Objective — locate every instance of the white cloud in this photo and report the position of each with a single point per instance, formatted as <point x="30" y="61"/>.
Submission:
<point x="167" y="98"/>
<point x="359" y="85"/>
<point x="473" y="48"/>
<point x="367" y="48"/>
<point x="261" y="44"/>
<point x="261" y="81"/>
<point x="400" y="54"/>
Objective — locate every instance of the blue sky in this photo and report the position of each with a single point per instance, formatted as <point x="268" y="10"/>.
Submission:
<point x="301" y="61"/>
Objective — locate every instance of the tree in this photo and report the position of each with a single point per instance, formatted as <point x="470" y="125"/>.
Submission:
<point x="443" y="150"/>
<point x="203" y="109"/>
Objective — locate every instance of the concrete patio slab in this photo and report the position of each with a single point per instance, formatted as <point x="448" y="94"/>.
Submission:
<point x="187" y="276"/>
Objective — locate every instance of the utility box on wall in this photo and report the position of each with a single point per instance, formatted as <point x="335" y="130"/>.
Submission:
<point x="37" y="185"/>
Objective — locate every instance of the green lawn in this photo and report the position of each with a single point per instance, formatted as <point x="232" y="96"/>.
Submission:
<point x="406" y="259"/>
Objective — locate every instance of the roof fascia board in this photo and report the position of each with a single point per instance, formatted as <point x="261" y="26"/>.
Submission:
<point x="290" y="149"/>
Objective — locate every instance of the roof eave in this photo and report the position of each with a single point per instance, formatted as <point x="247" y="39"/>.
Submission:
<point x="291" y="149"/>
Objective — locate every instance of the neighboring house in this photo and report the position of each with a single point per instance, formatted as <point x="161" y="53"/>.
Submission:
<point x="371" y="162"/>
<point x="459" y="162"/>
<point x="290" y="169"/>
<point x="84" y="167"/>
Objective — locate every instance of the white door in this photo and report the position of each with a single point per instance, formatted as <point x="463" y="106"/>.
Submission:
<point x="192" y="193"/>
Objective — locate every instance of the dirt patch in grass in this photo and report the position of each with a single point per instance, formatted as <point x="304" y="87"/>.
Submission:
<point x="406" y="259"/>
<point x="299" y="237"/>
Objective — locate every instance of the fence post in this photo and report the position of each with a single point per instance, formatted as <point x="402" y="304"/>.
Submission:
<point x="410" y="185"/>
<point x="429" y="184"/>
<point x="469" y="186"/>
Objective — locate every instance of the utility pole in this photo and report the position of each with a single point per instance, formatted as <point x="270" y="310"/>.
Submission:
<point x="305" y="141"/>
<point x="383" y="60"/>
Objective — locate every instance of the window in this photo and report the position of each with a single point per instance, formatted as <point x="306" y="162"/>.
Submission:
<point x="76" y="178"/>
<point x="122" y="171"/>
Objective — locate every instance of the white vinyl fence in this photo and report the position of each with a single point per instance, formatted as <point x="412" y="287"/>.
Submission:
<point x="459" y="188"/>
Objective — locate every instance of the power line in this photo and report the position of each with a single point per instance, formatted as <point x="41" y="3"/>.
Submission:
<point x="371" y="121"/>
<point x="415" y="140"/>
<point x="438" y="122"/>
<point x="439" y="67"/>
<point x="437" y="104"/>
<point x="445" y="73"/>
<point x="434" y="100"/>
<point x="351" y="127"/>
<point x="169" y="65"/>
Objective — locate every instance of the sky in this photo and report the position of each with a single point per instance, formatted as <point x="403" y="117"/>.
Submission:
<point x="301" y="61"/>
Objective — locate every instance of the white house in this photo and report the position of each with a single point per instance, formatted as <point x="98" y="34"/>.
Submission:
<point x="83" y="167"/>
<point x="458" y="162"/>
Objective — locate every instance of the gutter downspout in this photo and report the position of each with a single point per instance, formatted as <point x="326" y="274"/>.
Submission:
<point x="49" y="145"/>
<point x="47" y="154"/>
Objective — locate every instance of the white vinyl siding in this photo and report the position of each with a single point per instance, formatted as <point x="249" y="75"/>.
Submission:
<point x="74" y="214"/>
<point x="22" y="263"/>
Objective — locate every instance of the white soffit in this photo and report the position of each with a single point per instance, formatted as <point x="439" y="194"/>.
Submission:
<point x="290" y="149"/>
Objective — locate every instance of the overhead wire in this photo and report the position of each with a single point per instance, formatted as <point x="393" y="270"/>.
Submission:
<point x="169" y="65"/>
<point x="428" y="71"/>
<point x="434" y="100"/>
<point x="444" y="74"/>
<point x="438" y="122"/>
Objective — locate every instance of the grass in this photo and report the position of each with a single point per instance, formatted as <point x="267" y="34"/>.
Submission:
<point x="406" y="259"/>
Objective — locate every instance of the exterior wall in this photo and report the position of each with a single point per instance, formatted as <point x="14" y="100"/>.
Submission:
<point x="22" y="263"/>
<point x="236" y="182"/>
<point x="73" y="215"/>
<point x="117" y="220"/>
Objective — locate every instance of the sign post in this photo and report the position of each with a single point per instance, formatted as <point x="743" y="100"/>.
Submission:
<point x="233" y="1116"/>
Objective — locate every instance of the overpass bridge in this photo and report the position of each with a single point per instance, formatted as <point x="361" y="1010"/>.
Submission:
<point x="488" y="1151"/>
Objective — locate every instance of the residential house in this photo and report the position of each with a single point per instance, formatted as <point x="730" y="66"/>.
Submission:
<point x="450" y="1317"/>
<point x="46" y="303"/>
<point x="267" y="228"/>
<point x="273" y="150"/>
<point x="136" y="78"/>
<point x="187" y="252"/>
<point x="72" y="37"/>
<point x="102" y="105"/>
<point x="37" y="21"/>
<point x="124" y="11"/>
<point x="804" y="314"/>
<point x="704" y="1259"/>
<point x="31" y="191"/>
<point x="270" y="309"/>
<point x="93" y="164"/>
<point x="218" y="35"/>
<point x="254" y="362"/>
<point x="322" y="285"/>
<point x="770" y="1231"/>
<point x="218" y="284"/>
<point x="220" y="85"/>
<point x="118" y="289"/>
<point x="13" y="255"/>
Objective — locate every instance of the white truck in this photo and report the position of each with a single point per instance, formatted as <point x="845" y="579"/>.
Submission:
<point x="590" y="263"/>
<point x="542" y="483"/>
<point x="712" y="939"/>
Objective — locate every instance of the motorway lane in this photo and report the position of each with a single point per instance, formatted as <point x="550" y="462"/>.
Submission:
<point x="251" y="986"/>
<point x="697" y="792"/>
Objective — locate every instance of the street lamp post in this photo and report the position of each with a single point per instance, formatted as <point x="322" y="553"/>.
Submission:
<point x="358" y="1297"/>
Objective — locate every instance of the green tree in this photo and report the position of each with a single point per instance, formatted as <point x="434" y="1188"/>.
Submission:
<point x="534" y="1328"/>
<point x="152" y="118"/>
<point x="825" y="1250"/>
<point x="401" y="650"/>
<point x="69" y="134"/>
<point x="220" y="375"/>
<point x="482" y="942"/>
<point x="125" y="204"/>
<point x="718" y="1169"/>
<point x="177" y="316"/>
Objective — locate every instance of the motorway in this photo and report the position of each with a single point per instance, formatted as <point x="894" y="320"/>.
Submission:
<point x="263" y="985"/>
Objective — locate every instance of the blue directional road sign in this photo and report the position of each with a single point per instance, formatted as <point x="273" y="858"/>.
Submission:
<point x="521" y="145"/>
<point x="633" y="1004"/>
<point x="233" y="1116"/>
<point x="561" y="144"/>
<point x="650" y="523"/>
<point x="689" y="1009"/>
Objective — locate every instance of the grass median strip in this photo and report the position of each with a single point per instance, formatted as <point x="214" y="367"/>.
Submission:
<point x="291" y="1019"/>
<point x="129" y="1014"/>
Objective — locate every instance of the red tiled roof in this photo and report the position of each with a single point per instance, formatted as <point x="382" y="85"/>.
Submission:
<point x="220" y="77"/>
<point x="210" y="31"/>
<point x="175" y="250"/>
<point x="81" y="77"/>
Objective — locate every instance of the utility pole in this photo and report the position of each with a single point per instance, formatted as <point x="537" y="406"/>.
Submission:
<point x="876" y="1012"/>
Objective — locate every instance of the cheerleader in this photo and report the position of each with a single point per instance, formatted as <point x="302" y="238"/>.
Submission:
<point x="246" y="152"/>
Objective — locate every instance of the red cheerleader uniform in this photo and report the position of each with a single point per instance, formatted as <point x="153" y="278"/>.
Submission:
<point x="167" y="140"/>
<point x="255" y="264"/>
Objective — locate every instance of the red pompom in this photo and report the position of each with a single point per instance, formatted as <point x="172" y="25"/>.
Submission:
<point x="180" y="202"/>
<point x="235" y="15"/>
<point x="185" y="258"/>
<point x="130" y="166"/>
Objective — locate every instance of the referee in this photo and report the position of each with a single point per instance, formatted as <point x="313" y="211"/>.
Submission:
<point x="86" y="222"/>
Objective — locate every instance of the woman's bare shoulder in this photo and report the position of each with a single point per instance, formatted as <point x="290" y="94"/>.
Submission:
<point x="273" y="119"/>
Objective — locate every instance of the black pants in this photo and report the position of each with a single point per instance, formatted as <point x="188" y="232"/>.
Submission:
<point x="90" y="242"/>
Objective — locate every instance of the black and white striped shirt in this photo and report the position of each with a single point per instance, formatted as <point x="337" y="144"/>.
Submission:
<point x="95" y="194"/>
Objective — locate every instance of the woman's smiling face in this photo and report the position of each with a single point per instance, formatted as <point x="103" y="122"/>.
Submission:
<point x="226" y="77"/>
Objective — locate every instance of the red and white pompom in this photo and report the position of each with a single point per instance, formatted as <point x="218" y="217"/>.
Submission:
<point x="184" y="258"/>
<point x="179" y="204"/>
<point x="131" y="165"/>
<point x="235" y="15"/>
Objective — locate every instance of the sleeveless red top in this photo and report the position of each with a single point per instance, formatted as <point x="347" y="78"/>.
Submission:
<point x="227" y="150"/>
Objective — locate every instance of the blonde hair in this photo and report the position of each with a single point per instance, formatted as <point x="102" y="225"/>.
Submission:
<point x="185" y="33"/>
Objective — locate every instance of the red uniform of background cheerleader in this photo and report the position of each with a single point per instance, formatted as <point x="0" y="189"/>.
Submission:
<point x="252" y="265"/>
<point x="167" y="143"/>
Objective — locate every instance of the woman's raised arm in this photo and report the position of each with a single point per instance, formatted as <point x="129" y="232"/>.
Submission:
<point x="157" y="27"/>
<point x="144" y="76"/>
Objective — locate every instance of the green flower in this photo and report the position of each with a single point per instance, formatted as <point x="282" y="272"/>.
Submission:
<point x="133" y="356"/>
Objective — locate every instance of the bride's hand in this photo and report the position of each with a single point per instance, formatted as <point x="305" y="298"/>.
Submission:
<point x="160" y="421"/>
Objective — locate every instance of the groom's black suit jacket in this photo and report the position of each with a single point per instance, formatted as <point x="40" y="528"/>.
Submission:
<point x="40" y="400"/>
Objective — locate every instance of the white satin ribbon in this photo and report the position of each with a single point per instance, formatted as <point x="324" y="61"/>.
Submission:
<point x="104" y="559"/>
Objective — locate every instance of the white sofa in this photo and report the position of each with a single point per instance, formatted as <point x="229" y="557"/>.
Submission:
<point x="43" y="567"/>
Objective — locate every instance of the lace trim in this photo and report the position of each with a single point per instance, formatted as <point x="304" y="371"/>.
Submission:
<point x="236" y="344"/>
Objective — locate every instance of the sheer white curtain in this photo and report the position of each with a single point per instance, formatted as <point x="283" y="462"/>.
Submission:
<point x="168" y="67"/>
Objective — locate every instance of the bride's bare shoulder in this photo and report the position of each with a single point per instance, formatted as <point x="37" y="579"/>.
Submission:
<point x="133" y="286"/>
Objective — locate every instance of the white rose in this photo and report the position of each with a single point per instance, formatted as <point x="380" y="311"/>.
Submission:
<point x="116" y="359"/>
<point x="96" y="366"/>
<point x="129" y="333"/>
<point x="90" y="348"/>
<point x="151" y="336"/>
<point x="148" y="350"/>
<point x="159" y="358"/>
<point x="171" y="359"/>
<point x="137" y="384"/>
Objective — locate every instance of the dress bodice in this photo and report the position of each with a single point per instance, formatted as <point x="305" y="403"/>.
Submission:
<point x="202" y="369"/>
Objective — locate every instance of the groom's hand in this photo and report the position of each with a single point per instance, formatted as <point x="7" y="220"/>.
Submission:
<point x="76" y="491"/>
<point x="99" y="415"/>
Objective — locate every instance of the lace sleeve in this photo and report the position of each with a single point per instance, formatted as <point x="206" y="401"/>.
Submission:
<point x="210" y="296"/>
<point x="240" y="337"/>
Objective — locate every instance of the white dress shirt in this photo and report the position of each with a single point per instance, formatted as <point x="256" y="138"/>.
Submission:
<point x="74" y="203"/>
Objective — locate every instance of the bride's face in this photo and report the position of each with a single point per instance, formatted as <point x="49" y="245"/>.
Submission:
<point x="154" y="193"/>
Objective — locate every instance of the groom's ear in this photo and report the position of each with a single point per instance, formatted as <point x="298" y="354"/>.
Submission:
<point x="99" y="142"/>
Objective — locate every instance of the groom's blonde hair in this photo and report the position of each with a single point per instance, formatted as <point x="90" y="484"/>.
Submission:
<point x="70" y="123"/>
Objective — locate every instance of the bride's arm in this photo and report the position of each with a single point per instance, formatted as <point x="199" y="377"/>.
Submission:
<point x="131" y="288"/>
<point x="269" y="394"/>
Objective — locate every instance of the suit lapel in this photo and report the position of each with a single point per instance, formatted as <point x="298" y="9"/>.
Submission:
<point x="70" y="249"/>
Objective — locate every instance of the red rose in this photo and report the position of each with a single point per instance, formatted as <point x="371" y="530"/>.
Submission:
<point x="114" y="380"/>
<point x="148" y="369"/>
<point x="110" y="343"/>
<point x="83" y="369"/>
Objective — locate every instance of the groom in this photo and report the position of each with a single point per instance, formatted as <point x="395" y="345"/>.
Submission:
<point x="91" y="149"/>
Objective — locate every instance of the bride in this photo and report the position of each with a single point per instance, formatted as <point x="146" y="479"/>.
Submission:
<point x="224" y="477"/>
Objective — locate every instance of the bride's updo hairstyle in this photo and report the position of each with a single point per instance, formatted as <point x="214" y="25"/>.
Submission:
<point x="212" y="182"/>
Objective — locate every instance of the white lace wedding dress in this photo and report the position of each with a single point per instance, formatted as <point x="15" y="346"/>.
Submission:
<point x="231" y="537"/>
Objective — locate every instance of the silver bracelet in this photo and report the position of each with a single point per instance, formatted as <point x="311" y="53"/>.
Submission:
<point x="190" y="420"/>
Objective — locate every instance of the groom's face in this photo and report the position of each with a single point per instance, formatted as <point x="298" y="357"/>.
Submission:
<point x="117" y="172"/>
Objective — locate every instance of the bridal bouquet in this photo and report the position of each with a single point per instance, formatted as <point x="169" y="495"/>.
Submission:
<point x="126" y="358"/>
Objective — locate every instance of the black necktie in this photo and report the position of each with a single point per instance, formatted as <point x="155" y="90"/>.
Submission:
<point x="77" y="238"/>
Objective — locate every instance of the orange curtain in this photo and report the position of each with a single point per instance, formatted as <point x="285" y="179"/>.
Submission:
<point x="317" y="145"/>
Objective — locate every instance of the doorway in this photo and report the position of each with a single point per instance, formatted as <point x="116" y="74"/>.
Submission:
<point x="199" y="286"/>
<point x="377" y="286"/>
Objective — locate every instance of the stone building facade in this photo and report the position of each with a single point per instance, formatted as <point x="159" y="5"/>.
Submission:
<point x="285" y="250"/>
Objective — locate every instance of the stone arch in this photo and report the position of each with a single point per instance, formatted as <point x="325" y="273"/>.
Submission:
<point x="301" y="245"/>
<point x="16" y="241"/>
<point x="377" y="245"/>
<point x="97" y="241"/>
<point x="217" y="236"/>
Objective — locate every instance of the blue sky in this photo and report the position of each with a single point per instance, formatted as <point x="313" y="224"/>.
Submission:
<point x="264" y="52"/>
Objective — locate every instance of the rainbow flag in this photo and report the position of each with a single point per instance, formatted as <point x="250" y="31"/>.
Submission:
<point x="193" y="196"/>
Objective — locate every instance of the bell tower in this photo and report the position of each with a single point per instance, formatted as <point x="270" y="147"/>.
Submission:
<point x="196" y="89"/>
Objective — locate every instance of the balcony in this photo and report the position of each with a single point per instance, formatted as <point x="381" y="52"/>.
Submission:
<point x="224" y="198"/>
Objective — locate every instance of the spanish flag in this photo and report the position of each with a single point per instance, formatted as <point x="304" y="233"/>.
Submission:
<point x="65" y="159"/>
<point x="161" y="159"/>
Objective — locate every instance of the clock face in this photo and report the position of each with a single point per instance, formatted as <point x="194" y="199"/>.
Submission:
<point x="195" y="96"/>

+++++

**What you have to do**
All lines from the one with "Objective — locate every instance of the bell" through the final line above are to be quoted exactly; quote no other line.

**Worked answer**
Objective — locate every instance of the bell tower in this photo and report the position of each with a single point per instance, formatted as <point x="270" y="147"/>.
Submission:
<point x="196" y="89"/>
Objective — locate every instance of the balcony in this photo and report the position of each with a single point per instance, formatted as <point x="381" y="52"/>.
Submission:
<point x="224" y="198"/>
Objective — locate every instance of the spanish flag in this photo and report the position of each with a single point per instance, formatted as <point x="304" y="233"/>.
Submission:
<point x="65" y="159"/>
<point x="161" y="159"/>
Objective — locate every instance of the clock face in this photo and report the position of each with a single point per instance, formatted as <point x="194" y="199"/>.
Submission:
<point x="195" y="96"/>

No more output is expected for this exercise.